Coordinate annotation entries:
━━━━
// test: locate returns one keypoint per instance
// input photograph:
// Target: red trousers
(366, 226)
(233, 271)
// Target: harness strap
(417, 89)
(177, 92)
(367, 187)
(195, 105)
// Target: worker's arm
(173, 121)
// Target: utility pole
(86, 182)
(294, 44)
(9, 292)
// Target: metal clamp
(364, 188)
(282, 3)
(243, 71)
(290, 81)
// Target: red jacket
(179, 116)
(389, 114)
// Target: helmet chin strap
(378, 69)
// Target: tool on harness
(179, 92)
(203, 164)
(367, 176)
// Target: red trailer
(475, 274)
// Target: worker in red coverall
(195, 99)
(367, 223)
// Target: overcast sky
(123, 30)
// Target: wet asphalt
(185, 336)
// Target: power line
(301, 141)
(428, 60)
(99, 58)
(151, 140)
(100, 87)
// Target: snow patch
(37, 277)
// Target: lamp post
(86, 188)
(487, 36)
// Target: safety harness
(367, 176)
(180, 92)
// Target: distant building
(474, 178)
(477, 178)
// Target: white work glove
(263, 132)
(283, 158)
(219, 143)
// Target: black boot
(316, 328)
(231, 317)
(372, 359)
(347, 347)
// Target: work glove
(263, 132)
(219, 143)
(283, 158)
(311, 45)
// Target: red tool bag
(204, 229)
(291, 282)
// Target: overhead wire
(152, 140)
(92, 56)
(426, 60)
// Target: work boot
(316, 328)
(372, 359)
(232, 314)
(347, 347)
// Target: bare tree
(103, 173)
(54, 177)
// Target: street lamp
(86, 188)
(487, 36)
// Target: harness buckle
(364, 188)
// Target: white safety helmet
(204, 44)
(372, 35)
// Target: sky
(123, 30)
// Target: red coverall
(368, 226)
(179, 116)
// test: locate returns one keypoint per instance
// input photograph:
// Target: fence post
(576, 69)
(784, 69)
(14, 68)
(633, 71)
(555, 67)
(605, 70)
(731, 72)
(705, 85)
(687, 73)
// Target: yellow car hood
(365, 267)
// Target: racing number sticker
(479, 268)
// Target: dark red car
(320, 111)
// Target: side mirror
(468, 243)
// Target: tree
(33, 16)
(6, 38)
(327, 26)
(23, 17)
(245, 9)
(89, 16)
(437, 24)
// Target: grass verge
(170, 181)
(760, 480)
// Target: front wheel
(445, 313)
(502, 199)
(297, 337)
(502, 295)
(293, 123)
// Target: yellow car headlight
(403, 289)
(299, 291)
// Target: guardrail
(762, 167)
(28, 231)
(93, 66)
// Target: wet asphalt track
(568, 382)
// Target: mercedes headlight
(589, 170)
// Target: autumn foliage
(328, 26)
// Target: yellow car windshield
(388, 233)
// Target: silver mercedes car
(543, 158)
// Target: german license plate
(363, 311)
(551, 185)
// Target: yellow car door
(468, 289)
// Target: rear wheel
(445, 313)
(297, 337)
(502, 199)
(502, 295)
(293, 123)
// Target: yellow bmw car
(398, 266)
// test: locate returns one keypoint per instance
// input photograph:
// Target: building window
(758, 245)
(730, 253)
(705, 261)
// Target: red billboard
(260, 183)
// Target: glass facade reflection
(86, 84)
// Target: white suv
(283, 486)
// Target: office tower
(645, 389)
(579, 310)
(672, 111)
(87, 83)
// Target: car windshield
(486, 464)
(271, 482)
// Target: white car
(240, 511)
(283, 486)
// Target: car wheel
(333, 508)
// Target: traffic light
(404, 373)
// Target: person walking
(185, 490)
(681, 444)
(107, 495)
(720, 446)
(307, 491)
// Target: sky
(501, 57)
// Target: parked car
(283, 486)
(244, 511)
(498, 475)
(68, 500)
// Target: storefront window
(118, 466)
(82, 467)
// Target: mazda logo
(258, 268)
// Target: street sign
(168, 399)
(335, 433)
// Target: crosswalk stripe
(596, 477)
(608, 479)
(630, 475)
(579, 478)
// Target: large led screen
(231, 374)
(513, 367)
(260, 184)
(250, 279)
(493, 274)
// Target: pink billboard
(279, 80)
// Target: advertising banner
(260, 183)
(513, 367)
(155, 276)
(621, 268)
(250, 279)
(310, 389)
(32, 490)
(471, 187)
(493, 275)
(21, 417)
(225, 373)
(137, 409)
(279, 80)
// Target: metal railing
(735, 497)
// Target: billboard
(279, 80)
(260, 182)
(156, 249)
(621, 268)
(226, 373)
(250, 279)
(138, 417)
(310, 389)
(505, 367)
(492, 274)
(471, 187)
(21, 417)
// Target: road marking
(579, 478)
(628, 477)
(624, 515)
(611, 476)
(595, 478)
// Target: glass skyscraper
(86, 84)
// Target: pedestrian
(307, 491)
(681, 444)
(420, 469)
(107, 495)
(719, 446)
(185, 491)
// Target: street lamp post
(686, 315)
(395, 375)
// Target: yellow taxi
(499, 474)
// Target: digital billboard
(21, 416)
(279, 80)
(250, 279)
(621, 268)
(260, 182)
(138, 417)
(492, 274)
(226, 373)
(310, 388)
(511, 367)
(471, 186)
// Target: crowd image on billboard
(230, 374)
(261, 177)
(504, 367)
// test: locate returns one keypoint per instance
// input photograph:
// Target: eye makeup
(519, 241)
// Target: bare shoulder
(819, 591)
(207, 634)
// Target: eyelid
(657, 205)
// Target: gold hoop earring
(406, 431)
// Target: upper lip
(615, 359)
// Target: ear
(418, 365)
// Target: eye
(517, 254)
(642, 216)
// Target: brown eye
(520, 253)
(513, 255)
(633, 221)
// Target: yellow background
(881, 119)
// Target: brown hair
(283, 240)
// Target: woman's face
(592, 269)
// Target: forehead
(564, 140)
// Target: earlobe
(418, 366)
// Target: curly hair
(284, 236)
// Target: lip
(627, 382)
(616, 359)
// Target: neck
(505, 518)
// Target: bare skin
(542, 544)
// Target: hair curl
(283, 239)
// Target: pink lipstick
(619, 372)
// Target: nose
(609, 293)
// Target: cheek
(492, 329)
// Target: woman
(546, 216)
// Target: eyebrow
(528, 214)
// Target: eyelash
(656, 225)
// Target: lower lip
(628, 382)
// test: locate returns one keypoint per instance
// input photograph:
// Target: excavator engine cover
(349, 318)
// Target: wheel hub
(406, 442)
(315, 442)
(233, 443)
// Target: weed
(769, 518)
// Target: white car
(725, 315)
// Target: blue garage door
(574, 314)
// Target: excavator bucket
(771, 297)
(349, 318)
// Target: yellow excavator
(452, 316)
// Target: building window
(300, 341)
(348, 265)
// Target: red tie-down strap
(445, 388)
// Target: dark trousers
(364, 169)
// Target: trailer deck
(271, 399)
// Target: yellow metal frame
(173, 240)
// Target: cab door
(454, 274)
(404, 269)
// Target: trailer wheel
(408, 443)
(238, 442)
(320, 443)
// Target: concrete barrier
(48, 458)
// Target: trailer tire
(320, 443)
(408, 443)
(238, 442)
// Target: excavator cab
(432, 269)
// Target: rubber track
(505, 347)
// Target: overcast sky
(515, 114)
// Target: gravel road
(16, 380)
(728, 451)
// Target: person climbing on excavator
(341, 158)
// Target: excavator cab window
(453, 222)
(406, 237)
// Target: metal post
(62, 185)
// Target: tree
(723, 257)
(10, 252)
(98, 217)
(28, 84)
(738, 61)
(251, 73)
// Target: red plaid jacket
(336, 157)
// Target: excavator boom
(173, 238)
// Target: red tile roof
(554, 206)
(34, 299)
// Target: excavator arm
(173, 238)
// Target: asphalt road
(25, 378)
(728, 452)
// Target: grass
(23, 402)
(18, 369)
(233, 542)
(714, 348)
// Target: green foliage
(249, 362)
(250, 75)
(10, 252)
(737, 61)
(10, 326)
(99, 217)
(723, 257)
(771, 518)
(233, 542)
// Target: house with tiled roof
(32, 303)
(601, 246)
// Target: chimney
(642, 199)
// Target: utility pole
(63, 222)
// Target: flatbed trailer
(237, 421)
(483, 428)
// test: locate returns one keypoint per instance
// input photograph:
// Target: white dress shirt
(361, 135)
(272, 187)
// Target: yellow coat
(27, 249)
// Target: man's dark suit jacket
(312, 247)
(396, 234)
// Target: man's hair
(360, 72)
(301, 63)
━━━━
Stated goal: Pull out the lines of the records from the one containing "Target: cab door" through the end of the records, inclusive, and reproduce them verbatim.

Result for this task:
// Target: cab door
(454, 274)
(404, 269)
// Target: trailer wheel
(408, 443)
(238, 442)
(320, 443)
// Target: concrete barrier
(48, 458)
// Target: trailer tire
(320, 443)
(408, 443)
(238, 442)
// Target: excavator cab
(432, 269)
// Target: rubber track
(505, 347)
// Target: overcast sky
(515, 114)
// Target: gravel road
(16, 380)
(728, 451)
// Target: person climbing on excavator
(341, 158)
// Target: excavator cab window
(453, 222)
(406, 237)
// Target: metal post
(62, 185)
// Target: tree
(723, 257)
(10, 252)
(98, 217)
(28, 84)
(738, 61)
(251, 73)
// Target: red plaid jacket
(336, 157)
// Target: excavator boom
(173, 238)
// Target: red tile roof
(554, 206)
(34, 299)
// Target: excavator arm
(173, 238)
// Target: asphalt road
(25, 378)
(728, 452)
// Target: grass
(23, 402)
(18, 369)
(233, 542)
(714, 348)
// Target: green foliage
(249, 362)
(250, 75)
(10, 252)
(737, 61)
(10, 326)
(99, 217)
(723, 257)
(771, 518)
(233, 542)
// Target: house with tiled roof
(32, 303)
(601, 246)
// Target: chimney
(642, 199)
// Target: utility pole
(63, 222)
// Target: flatbed trailer
(237, 421)
(483, 428)
// test: locate returns one keypoint per instance
// input photograph:
// Target: white dress shirt
(361, 135)
(272, 187)
// Target: yellow coat
(27, 249)
// Target: man's dark suit jacket
(312, 247)
(396, 234)
// Target: man's hair
(360, 72)
(301, 63)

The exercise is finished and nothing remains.